> [About this exercise]
In which lines of the data does the string "frame" appear? Copy every one.

> [Data supplied]
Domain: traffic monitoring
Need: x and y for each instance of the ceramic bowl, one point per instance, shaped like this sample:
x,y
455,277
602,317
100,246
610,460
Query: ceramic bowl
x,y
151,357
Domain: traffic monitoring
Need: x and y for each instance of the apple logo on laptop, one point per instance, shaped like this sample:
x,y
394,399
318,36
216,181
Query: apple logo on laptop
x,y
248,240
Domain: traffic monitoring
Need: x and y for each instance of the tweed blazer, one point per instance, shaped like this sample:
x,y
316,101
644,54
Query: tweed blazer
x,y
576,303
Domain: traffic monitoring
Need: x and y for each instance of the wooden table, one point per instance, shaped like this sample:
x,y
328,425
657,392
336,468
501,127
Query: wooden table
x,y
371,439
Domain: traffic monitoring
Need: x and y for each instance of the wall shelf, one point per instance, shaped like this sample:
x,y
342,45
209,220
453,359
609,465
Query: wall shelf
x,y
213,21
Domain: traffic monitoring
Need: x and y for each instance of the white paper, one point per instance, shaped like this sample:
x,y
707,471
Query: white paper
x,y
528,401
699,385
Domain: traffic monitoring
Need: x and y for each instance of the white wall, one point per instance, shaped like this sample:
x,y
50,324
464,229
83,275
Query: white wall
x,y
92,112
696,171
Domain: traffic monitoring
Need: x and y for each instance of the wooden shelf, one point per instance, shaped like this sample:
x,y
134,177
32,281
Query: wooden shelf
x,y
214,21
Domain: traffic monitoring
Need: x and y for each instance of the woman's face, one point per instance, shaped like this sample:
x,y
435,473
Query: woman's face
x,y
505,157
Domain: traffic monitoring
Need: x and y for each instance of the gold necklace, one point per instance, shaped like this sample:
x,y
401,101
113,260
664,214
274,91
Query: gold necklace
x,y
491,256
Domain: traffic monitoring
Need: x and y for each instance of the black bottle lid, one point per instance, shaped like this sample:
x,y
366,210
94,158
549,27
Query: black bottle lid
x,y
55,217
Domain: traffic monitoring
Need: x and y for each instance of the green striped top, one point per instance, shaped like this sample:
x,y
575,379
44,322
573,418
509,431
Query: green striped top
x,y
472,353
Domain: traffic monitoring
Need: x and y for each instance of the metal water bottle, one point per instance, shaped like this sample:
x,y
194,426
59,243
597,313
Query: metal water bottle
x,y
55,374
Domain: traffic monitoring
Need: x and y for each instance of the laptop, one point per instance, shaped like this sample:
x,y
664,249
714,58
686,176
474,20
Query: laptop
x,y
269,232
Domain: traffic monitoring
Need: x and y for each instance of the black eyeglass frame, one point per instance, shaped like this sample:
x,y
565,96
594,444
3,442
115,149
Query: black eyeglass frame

> [Worked solution]
Need: x and y for each instance of the black eyeglass frame, one point per instance, shaped like this sample:
Query: black eyeglass frame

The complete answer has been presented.